::: Extracted data :::

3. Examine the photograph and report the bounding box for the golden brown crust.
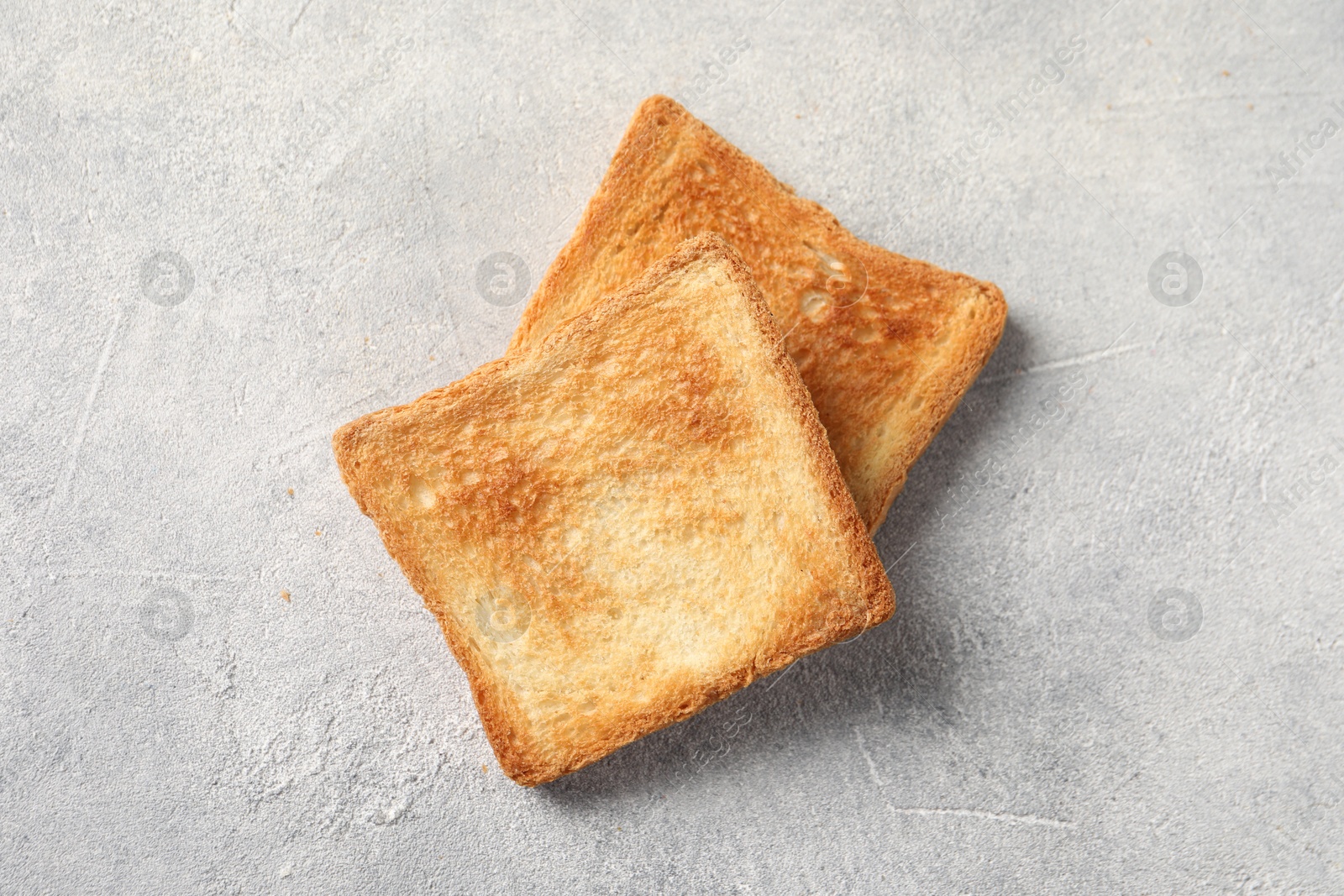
[333,235,894,784]
[509,97,1006,531]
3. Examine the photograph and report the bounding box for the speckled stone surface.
[0,0,1344,894]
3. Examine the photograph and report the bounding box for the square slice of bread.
[509,97,1008,532]
[333,235,894,784]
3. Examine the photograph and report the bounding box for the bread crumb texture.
[334,238,892,784]
[511,97,1006,531]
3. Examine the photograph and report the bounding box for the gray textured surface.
[0,0,1344,893]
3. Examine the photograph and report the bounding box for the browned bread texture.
[509,97,1008,532]
[333,235,894,784]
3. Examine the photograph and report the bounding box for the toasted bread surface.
[333,235,894,784]
[509,97,1006,532]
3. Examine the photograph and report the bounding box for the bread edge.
[332,233,895,786]
[506,94,1008,536]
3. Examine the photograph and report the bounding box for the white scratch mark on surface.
[853,726,887,787]
[976,343,1151,385]
[887,804,1074,827]
[52,307,121,504]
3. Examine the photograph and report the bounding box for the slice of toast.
[509,97,1008,532]
[333,235,894,784]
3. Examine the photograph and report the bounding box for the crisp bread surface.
[333,237,894,784]
[509,97,1006,531]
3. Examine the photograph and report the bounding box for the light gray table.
[0,0,1344,894]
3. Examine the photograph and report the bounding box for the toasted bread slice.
[509,97,1008,532]
[333,235,894,784]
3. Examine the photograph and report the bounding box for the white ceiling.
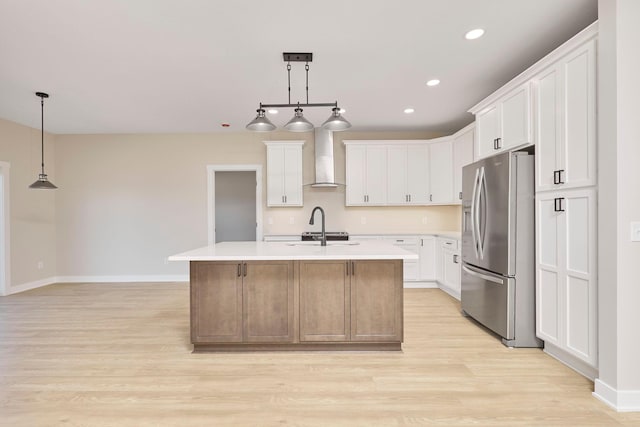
[0,0,597,134]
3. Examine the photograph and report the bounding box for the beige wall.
[0,119,57,293]
[595,0,640,404]
[56,132,460,277]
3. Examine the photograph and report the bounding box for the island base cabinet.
[191,260,403,352]
[190,261,242,344]
[242,261,294,342]
[350,260,403,342]
[300,261,351,342]
[191,261,295,351]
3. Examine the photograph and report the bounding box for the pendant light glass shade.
[284,107,313,132]
[322,107,351,131]
[29,92,58,190]
[29,173,58,190]
[247,108,276,132]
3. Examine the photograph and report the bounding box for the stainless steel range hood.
[311,128,342,188]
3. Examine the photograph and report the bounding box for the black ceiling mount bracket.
[282,52,313,62]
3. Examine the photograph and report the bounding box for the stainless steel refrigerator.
[461,152,542,347]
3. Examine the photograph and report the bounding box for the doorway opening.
[207,165,262,245]
[0,162,11,295]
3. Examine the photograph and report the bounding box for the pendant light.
[247,52,351,132]
[322,106,351,131]
[284,104,313,132]
[247,104,276,132]
[29,92,58,190]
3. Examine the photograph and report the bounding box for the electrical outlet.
[631,221,640,242]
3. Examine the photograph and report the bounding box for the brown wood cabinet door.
[243,261,294,342]
[190,261,242,343]
[300,261,351,342]
[350,260,403,341]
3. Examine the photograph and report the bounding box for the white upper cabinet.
[452,123,475,203]
[345,144,387,206]
[428,137,453,204]
[474,82,532,158]
[387,141,429,205]
[534,40,596,191]
[265,141,304,207]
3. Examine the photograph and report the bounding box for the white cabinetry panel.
[265,141,304,207]
[536,188,597,367]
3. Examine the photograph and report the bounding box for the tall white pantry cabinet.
[470,23,598,379]
[533,32,598,379]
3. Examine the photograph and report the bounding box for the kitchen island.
[169,242,417,352]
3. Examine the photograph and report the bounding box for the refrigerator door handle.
[462,265,504,285]
[471,169,480,258]
[477,166,487,259]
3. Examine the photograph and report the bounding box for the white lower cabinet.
[420,236,436,282]
[382,236,420,282]
[435,237,460,299]
[536,187,598,369]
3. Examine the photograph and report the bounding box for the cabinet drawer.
[438,237,458,251]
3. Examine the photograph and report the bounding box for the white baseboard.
[56,274,189,283]
[593,379,640,412]
[7,276,56,295]
[544,341,598,381]
[402,282,438,289]
[7,274,189,295]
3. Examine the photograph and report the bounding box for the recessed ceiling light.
[464,28,484,40]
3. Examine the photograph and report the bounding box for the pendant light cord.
[40,97,44,175]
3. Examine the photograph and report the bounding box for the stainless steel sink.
[286,240,360,246]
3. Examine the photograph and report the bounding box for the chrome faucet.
[309,206,327,246]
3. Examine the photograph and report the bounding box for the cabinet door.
[387,145,409,205]
[442,249,460,299]
[476,105,500,159]
[407,144,430,205]
[300,261,351,342]
[365,145,387,205]
[453,128,474,203]
[534,66,562,191]
[536,193,564,346]
[282,145,302,206]
[190,261,242,344]
[267,146,285,206]
[536,188,597,366]
[559,40,596,187]
[419,236,436,282]
[351,260,403,342]
[345,145,367,206]
[498,83,531,149]
[242,261,294,342]
[563,189,598,367]
[429,140,453,203]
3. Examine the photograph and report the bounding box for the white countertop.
[168,241,418,261]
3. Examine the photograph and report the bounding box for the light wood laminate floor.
[0,283,640,427]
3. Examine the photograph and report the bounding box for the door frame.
[207,165,262,246]
[0,161,11,295]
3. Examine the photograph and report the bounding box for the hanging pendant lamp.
[29,92,58,190]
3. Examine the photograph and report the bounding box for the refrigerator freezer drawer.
[461,265,515,340]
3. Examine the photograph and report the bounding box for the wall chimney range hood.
[311,128,344,188]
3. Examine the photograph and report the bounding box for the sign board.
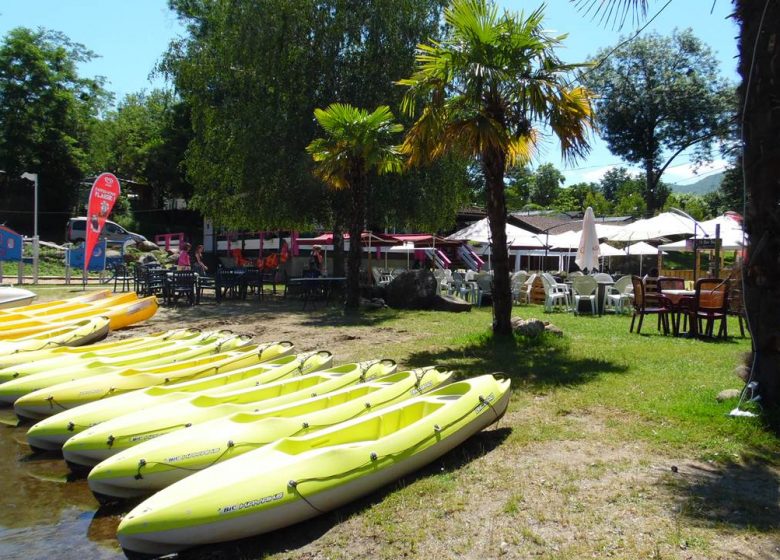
[67,239,106,271]
[695,237,722,250]
[83,173,120,270]
[0,226,22,261]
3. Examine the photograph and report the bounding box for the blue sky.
[0,0,738,184]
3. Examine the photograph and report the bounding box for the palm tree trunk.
[346,172,366,313]
[735,0,780,407]
[482,147,512,336]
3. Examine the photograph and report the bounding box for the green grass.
[358,306,778,461]
[9,287,780,560]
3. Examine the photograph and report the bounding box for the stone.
[715,389,742,402]
[512,319,545,338]
[385,270,437,309]
[135,241,160,253]
[433,295,471,313]
[512,317,563,338]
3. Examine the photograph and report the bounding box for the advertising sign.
[68,239,106,271]
[0,226,22,261]
[84,173,120,270]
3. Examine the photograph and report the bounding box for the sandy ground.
[96,296,780,560]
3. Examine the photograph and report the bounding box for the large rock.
[385,270,437,309]
[433,295,471,313]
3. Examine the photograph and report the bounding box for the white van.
[65,217,146,243]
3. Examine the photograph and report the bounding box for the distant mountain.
[672,173,723,195]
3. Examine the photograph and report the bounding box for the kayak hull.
[85,368,452,499]
[117,376,510,555]
[14,336,284,420]
[27,351,333,450]
[0,286,37,309]
[63,360,396,466]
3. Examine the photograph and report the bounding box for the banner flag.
[84,173,120,273]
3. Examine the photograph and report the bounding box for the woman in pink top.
[176,243,192,270]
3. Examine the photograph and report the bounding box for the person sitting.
[192,245,208,276]
[309,245,323,277]
[176,242,192,270]
[642,268,658,306]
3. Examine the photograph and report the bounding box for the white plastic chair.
[542,274,571,312]
[571,276,599,315]
[604,274,634,313]
[510,272,531,304]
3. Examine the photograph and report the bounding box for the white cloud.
[663,159,731,183]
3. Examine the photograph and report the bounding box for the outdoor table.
[661,290,696,336]
[287,276,347,309]
[661,290,696,305]
[596,280,615,316]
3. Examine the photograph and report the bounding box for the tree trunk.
[346,172,366,313]
[331,221,345,276]
[645,161,658,218]
[735,0,780,407]
[482,147,512,336]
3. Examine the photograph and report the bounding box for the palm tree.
[400,0,591,335]
[306,103,403,312]
[571,0,780,407]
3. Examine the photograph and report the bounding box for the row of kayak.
[0,290,158,342]
[0,294,509,554]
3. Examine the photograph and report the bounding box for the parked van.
[65,217,146,243]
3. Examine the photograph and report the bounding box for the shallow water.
[0,409,125,560]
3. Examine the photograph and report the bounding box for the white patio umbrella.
[447,218,544,248]
[625,241,658,276]
[574,206,600,270]
[607,212,697,243]
[599,243,626,257]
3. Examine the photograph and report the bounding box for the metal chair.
[603,275,634,313]
[628,276,670,334]
[114,263,134,292]
[571,276,599,315]
[688,278,729,338]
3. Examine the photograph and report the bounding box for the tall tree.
[531,163,566,206]
[400,0,591,335]
[163,0,454,234]
[93,90,192,207]
[584,30,734,215]
[0,27,108,236]
[572,0,780,408]
[734,0,780,407]
[306,103,403,312]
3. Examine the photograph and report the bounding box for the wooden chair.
[165,270,198,305]
[656,276,691,335]
[241,266,263,300]
[114,263,135,292]
[628,276,670,334]
[688,278,729,338]
[728,271,749,338]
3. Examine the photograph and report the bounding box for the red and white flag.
[84,173,120,272]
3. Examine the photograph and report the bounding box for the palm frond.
[569,0,649,29]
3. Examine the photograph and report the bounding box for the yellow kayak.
[112,375,510,555]
[0,292,138,330]
[27,350,333,450]
[0,331,249,404]
[16,337,293,420]
[83,367,452,490]
[60,360,396,465]
[0,326,202,370]
[0,315,109,356]
[0,290,113,321]
[0,293,158,340]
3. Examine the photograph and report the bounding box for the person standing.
[176,241,192,270]
[309,245,322,276]
[192,245,208,276]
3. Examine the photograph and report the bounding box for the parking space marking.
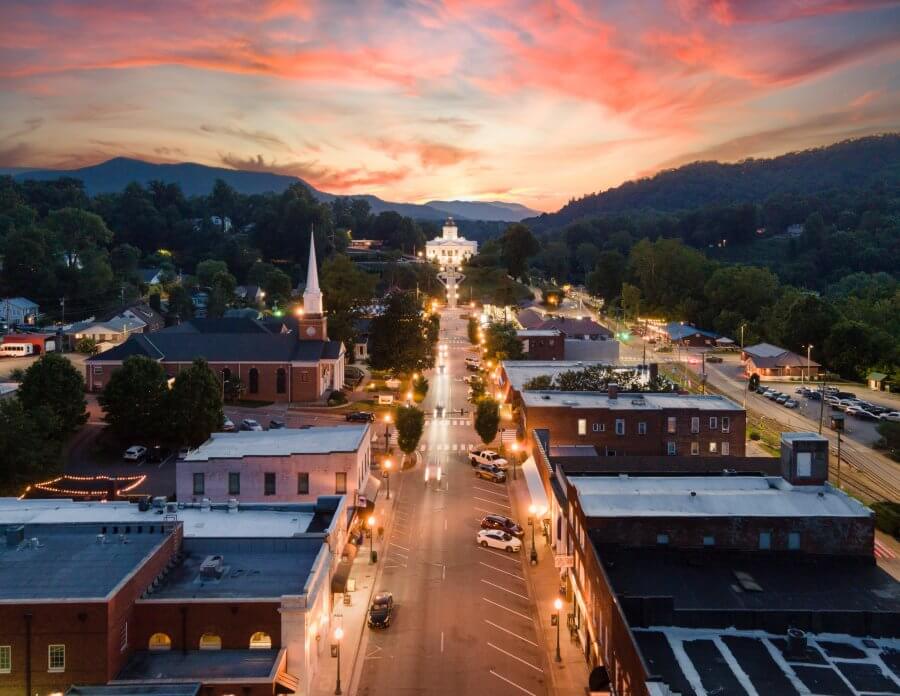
[489,670,537,696]
[481,578,530,601]
[484,619,541,649]
[488,642,544,674]
[478,561,525,582]
[472,495,512,510]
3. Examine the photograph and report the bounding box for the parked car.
[475,529,522,553]
[344,411,375,423]
[469,450,509,469]
[481,515,525,539]
[475,464,506,483]
[122,445,147,462]
[368,592,394,628]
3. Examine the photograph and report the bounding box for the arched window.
[147,633,172,650]
[200,633,222,650]
[250,631,272,650]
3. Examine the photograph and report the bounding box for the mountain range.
[0,157,539,222]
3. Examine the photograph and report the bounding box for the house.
[741,343,825,380]
[0,496,355,696]
[85,242,345,403]
[176,424,379,508]
[0,297,41,326]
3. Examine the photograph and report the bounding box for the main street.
[354,310,549,696]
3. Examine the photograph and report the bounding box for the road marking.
[481,578,528,600]
[472,495,512,510]
[484,619,541,648]
[478,560,525,582]
[488,642,544,674]
[489,670,537,696]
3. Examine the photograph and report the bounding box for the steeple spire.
[303,231,323,314]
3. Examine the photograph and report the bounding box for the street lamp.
[528,504,537,565]
[553,597,562,662]
[331,626,344,696]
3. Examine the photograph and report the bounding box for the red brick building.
[85,237,345,402]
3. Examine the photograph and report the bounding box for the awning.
[522,457,550,512]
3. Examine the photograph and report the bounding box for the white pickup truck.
[469,450,509,469]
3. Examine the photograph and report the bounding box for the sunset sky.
[0,0,900,210]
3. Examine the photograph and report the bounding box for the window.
[147,633,172,650]
[200,633,222,650]
[47,645,66,672]
[250,631,272,650]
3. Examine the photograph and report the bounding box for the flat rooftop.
[113,650,280,685]
[0,524,168,601]
[149,538,323,599]
[522,388,744,412]
[569,474,872,517]
[634,627,900,696]
[185,424,369,462]
[0,498,316,538]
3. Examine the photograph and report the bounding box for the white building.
[425,218,478,266]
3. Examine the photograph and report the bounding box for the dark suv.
[481,515,525,539]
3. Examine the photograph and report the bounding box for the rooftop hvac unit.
[200,554,225,580]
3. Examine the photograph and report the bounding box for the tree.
[168,358,224,447]
[500,222,540,279]
[97,355,170,442]
[475,398,500,444]
[18,353,88,438]
[396,406,425,455]
[484,322,524,361]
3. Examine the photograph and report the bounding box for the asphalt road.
[355,311,549,696]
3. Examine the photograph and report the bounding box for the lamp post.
[553,597,562,662]
[331,626,344,696]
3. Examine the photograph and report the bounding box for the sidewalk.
[509,476,589,696]
[310,492,394,696]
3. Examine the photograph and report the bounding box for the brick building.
[85,240,345,402]
[0,497,347,696]
[521,385,747,457]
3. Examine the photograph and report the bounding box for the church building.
[425,218,478,266]
[85,239,345,403]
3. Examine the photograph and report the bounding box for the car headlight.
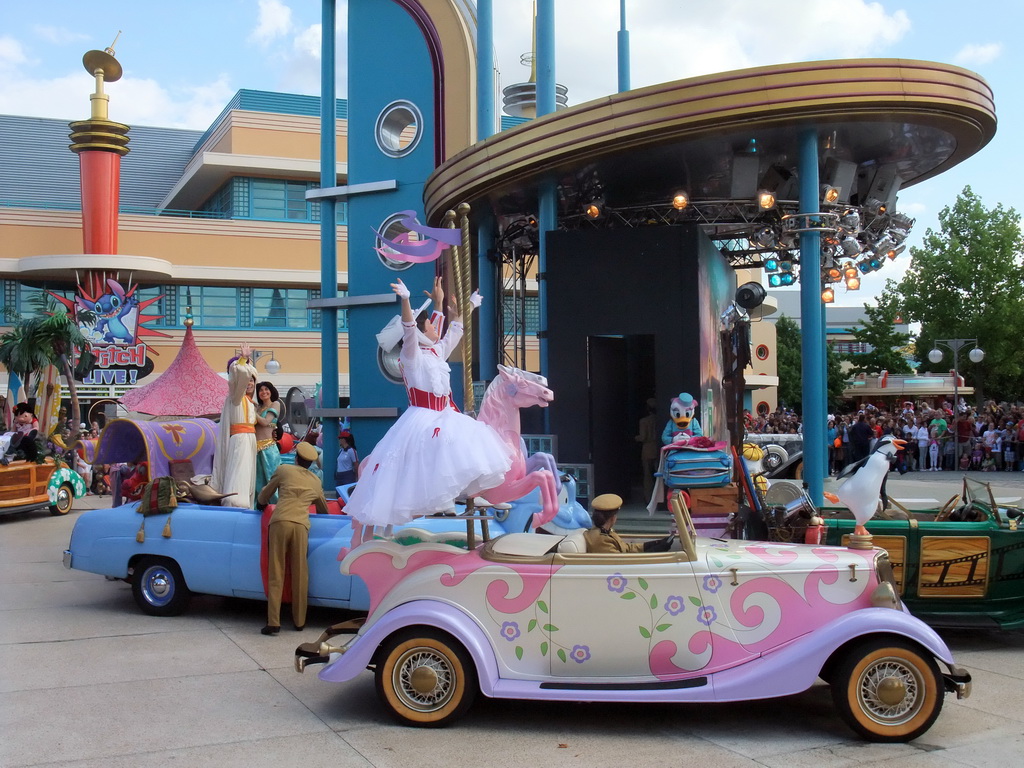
[871,551,902,610]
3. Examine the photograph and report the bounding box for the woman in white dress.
[345,279,511,536]
[210,344,256,509]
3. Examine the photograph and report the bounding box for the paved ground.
[0,472,1024,768]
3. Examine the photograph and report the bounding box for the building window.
[252,179,311,221]
[200,176,348,224]
[252,288,311,330]
[502,296,541,334]
[176,286,240,328]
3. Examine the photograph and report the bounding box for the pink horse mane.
[476,366,558,526]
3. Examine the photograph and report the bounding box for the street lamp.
[928,339,985,471]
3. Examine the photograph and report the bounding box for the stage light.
[840,236,860,256]
[750,226,778,248]
[889,211,916,231]
[864,198,886,216]
[839,208,860,232]
[871,234,896,255]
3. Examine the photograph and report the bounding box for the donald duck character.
[662,392,703,445]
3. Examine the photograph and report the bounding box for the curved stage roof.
[424,59,996,246]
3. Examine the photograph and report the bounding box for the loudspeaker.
[736,283,768,311]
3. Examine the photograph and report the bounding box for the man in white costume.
[210,344,257,509]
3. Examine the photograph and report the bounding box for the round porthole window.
[377,344,402,384]
[374,101,423,158]
[375,212,420,272]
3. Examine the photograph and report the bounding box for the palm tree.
[0,293,95,440]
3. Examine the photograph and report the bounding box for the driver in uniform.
[583,494,676,553]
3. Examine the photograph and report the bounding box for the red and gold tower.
[69,39,130,296]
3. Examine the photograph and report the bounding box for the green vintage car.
[748,477,1024,630]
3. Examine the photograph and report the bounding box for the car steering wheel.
[935,494,961,522]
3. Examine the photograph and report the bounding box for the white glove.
[391,278,409,299]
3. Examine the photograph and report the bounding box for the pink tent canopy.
[121,326,227,417]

:::

→ **Objective**
Format the lines of the data, from the first line through the one containing "[0,0,1344,893]", as a JSON list of strings with one string per line and no blank lines. Omit the pictures.

→ **Written answer**
[
  "3. Examine the photograph and report the bounding box for the golden brown crust.",
  "[333,235,894,784]",
  "[509,97,1006,531]",
  "3. Examine the photograph and report the bounding box for the speckled stone surface.",
  "[0,0,1344,894]",
  "3. Examine the photograph and report the bounding box for the square slice of bread.",
  "[509,97,1008,532]",
  "[333,235,894,784]",
  "3. Examine the photograph and report the bounding box for the bread crumb texture.",
  "[334,238,892,784]",
  "[511,97,1006,531]",
  "3. Examine the photograph and report the bounding box for the gray textured surface.",
  "[0,0,1344,893]"
]